Segment Start: READING PASSAGE

While it is not certain why mistletoe is associated with Christmas as a decoration under which lovers are expected to kiss, it is clear that the plant has played an important role in European mythology. The ancient Greeks supposedly believed that the old Gods had once been offended by the plant, and so condemned it to have to look on while pretty girls were being kissed. In Norse Mythology, Loki tricked the blind god Hodur into murdering his brother Balder with an arrow made of mistletoe, the plant becoming a symbol of peace and friendship to compensate for its part in the murder. And for the Druids mistletoe was regarded as sacred; it was believed that it could cure all diseases, heal wounds and protect you from evil. The mistletoe that grew on oak trees was considered particularly strong in these qualities, and women who wanted to conceive would wear it on a belt or their wrist. Ancient Swiss legends tell of “thunder brooms,” which supposedly occurred on trees struck by lightning but more than likely were what we today call “witches’ brooms” - similar to the dwarf mistletoe (Arceuthobium species) of western North America, the dense masses of evergreen branching stems resemble a broom, and mythology attributes these plants with the ability to protect against magic and witchcraft. Decorating your home, inside and out, with mistletoe twigs or figures would drive out evil spirits and witches. As mistletoe is neither a tree nor a shrub and seemingly grows in the sky, it symbolizes freedom from any prohibitions and restrictions…
From the Middle Ages mistletoe has been associated with fertility and vitality, and by the 18th century it had become incorporated into Christmas celebrations around the world. It was in Victorian England that the tradition of kissing underneath the mistletoe was first recorded, dictating that a man was allowed to kiss any woman standing underneath mistletoe, and that bad luck would befall any woman who refused the kiss. In France, the custom linked to mistletoe was reserved for New Year's Day - Au gui l'An neuf. So, what about the Baltics, you ask…
|photo source and tutorial for mistletoe ball: Southern Living|
The Baltics are actually on the very northernmost edge of the range of European mistletoe (my sources said it doesn’t grow in Estonia), and so the various kissing/decorating traditions have never caught on. Because of the scarcity of the plant, it has actually been designated a rare and protected species in Latvia, partially because of the berry's importance to certain birds and mammals as a food source, but also as they provide nesting habitat to various bird species. In Latvia the fine for removing/harming mistletoe is two month’s pay – therefore hanging mistletoe boughs to kiss under won’t catch on as a tradition anytime soon. So remember this year, whether you harvest your mistletoe with a rifle or a pair of shears, if you live in the Baltics it's less expensive to stick to fir and spruce!
*Please remember that although mistletoe has supposed therapeutic uses, consumption of any part of the plant or drinking tea of the plant can result in sickness and possibly death.

Segment End: READING PASSAGE

■ **WHAT TO DO**
According to the passage on mistletoe, where and when was the tradition of kissing underneath mistletoe first recorded?

Segment Start: DATASET CONTENT

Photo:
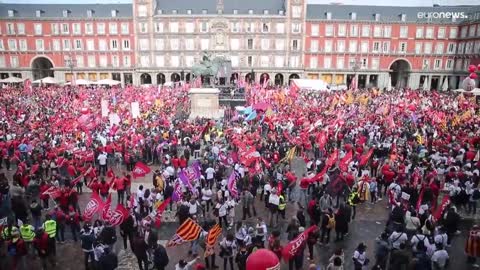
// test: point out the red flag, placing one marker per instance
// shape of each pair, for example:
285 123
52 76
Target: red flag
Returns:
292 248
140 170
34 168
161 208
95 204
365 158
343 165
441 208
322 139
106 211
110 173
319 176
75 181
332 158
119 215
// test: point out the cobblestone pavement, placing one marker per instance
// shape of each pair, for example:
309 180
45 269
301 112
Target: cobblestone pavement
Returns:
369 223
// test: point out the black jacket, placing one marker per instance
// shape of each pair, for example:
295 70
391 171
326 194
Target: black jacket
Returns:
160 256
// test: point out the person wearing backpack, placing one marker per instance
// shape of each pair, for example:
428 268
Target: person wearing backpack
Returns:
17 249
160 257
473 200
328 223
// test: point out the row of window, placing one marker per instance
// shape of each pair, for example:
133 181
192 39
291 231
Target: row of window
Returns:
80 61
67 29
372 63
237 61
67 45
142 11
203 27
189 44
366 46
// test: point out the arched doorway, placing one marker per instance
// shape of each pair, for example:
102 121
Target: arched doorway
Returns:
42 67
175 77
250 77
279 79
399 72
234 78
264 78
145 78
292 77
160 78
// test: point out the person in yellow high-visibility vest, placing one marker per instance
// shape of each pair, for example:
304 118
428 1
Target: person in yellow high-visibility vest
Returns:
282 205
50 227
27 232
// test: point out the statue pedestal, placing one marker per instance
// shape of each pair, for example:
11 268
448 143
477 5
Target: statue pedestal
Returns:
204 103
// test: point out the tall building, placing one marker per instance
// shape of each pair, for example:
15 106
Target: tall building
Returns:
414 46
74 41
261 39
158 41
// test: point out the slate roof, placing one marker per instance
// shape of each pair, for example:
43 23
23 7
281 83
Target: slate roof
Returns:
242 6
76 10
387 13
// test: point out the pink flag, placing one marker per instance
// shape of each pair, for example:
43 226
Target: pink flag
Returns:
232 184
343 165
140 170
95 204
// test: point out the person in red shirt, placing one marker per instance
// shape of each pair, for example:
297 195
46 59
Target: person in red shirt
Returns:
60 219
104 187
44 197
73 220
119 185
182 162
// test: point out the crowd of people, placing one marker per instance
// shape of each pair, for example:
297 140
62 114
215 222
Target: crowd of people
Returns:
418 151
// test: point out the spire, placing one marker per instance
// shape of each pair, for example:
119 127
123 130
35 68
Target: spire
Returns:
220 5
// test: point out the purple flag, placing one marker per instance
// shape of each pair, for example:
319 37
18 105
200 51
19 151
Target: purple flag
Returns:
232 185
190 174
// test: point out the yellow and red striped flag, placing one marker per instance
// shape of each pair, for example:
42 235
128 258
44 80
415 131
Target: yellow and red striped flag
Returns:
187 232
211 239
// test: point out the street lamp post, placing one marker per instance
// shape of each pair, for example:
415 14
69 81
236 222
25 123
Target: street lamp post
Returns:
355 68
71 64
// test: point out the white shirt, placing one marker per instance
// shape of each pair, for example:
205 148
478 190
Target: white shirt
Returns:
207 194
396 238
222 209
440 257
360 257
210 172
102 159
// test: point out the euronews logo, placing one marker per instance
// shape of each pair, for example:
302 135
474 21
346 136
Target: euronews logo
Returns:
442 15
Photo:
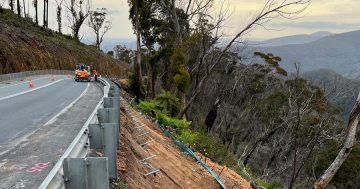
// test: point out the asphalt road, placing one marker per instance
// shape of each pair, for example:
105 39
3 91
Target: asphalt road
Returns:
37 125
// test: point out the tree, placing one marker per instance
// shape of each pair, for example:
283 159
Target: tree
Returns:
24 6
135 6
46 14
271 10
111 53
99 25
18 8
344 152
58 13
35 3
79 11
12 4
124 54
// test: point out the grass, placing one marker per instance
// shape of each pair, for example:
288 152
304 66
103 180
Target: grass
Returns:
199 141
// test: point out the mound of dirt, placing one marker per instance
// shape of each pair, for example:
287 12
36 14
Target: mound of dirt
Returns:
172 168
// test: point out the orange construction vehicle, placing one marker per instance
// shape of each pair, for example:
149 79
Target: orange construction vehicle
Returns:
82 73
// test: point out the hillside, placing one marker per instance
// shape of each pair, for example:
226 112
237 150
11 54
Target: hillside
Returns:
337 52
25 46
295 39
340 91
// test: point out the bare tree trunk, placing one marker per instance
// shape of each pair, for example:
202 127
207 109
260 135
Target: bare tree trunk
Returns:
138 55
36 11
24 8
44 17
18 8
47 13
325 179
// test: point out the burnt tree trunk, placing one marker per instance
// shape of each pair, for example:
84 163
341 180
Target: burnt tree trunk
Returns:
328 175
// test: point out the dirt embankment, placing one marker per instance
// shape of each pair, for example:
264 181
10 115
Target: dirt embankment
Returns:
174 168
25 46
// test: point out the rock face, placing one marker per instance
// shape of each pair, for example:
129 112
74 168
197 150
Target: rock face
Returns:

Segment End: DATASET CONTENT

■ **ANSWER SECTION**
In Victorian England.